SET PROBLEM A:
Using the financial passage, explain in one to three sentences why interest expense rose for the three months ended June 30, 2000.
SET PROBLEM B:
Please copy the financial passage word for word, starting at "Provision for income" and ending at "of $2.8 million.".

PASSAGE SHOWN:

_ _ _ _ _

The increase was primarily due to higher volume and the realization of lower
labor and manufacturing overhead costs as a result of expanding our wafer
production capacity in China. The gross margin at the visible emitter division
decreased to negative 81.5% of visible emitter revenues for the three months
ended June 30, 2000 compared to 33.8% of visible emitter revenues for the period
ended June 30, 1999. The decrease was primarily due to increased costs
associated with the start-up of blue LED and other product production. The gross
margin at the consumer products division increased to 2.8% of consumer product
revenues for the three months ended June 30, 2000 compared to a negative 22.6%
of consumer product


                                       10
<PAGE>   11
revenues for the three months ended June 30, 1999. The increase was primarily
due to manufacturing process improvements and cost reductions.

      Selling, general and administrative expenses. Selling, general and
administrative expenses increased $1.4 million, or 42.8%, to $4.6 million for
the three months ended June 30, 2000 compared to $3.2 million for the three
months ended June 30, 1999. As a percentage of total revenues, selling, general
and administrative expenses were 16.1% for the three months ended June 30, 2000
compared to 15.4% for the three months ended June 30, 1999. Selling, general and
administrative expenses increased 42.8% compared to increased total revenues of
39.3% for the three months ended June 30, 2000. The increase in selling, general
and administrative expenses was primarily due to increases in personnel and
related expenses required to support current and future increases in sales
volume.

      Research and development expenses. Research and development expenses
increased $1.0 million, or 117.1%, to $1.9 million for the three months ended
June 30, 2000 compared to $858,000 for the three months ended June 30, 1999. As
a percentage of total revenues for these three-month periods, research and
development expenses were 6.4% in 2000 and 4.1% in 1999. The increase was
primarily the result of increases in personnel and related expenses and
materials to support LED and other product research and development at the
visible emitter division.

      Interest expense. Interest expense increased $419,000, or 57.4%, to $1.1
million for the three months ended June 30, 2000 compared to $730,000 for the
three months ended June 30, 1999. The increase was primarily due to utilizing
short-term debt to finance the short-term liquidity needs resulting from our
increased sales volume and the addition of certain capital leases to finance
equipment purchases.

      Other income and expense. Other income and expense increased $274,000 to
$303,000 for the three months ended June 30, 2000 compared to $29,000 for the
three months ended June 30, 1999. The increase was primarily due to increases in
foreign exchange gains and rental and interest income.

      Provision for income taxes. Income tax expense remained at our effective
tax rate of 38.0% for the three months ended June 30, 2000 and 1999. For the
three months ended June 30, 1999, income tax expense was adjusted for
non-deductible acquisition costs of $2.8 million.

_ _ _ _ _

Records from a point labeling set:
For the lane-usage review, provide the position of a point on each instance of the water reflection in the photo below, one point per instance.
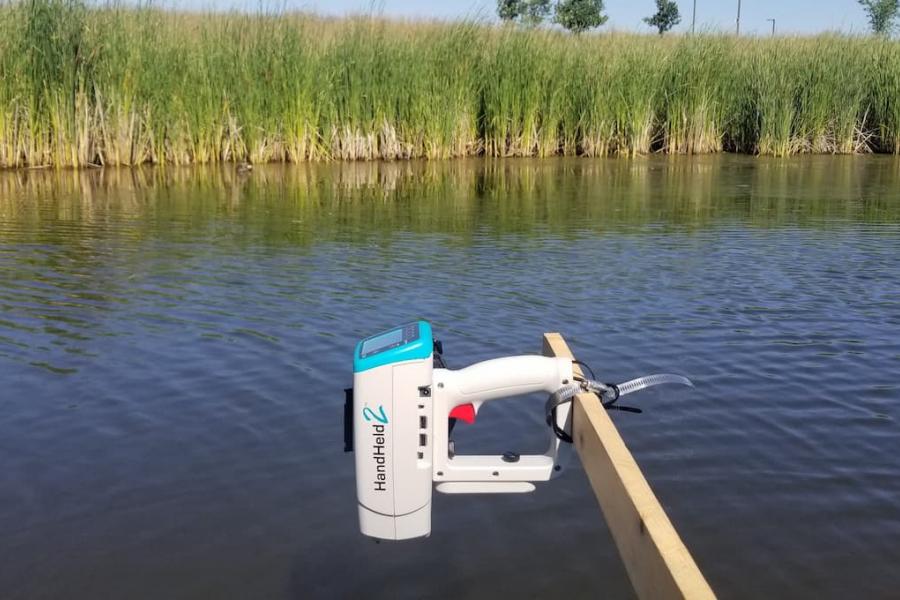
(173, 343)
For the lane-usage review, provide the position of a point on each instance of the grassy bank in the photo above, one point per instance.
(118, 86)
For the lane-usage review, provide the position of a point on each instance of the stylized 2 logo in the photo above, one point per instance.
(371, 415)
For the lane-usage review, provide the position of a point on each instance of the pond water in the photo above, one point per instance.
(174, 344)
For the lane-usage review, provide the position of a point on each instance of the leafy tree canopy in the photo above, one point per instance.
(580, 15)
(529, 12)
(666, 17)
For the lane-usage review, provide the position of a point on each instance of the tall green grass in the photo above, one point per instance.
(86, 86)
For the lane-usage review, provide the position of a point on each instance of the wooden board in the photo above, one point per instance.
(657, 561)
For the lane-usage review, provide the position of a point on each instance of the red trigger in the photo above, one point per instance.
(464, 412)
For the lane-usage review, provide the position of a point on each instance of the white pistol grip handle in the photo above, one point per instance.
(503, 377)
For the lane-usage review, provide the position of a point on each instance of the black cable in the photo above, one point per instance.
(608, 404)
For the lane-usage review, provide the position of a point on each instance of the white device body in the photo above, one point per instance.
(401, 437)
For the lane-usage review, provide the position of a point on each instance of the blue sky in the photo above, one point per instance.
(806, 16)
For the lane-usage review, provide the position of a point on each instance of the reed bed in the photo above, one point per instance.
(119, 85)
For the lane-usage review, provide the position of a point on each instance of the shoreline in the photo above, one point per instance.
(122, 86)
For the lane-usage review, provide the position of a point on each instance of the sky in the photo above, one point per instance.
(791, 16)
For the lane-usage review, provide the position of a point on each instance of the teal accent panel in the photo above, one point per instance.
(417, 349)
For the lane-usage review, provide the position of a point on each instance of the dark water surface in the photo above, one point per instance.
(173, 345)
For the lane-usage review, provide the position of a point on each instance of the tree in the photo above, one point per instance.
(882, 14)
(529, 12)
(580, 15)
(666, 17)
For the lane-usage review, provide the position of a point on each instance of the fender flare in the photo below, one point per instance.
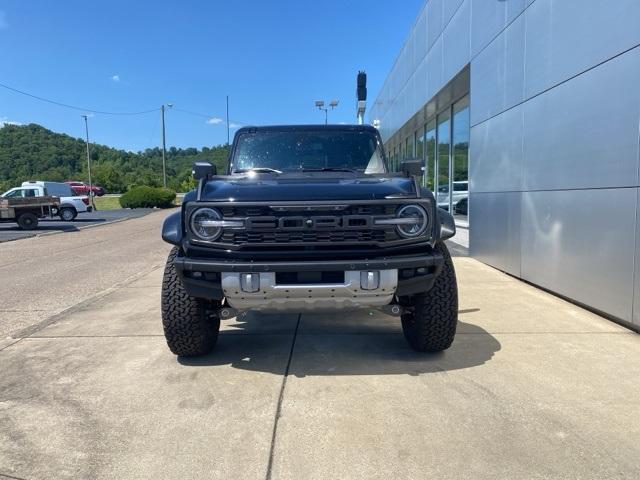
(446, 224)
(172, 229)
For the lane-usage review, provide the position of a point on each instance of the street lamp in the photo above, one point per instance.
(320, 104)
(86, 128)
(164, 147)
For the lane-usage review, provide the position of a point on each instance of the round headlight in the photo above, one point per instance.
(203, 224)
(417, 221)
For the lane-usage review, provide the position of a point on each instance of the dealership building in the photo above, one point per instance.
(527, 116)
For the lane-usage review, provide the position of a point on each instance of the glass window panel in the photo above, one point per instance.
(409, 150)
(430, 151)
(442, 158)
(419, 136)
(460, 136)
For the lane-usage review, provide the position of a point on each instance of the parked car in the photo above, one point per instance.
(70, 203)
(460, 191)
(462, 207)
(309, 219)
(25, 207)
(82, 188)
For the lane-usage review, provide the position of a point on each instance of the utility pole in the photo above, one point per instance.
(86, 128)
(228, 138)
(164, 151)
(320, 105)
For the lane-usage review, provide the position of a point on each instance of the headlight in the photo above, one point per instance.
(412, 221)
(206, 224)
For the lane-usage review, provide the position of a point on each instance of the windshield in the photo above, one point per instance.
(308, 151)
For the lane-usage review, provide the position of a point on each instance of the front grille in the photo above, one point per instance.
(336, 236)
(311, 226)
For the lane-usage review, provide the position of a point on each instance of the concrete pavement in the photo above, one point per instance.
(43, 276)
(533, 387)
(10, 231)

_ _ _ _ _

EXERCISE ANSWER A:
Interest expense rose mainly because short-term debt was used to cover short-term liquidity needs that came from increased sales volume. Certain capital leases were also added to finance equipment purchases.

EXERCISE ANSWER B:
Provision for income taxes. Income tax expense remained at our effective
tax rate of 38.0% for the three months ended June 30, 2000 and 1999. For the
three months ended June 30, 1999, income tax expense was adjusted for
non-deductible acquisition costs of $2.8 million.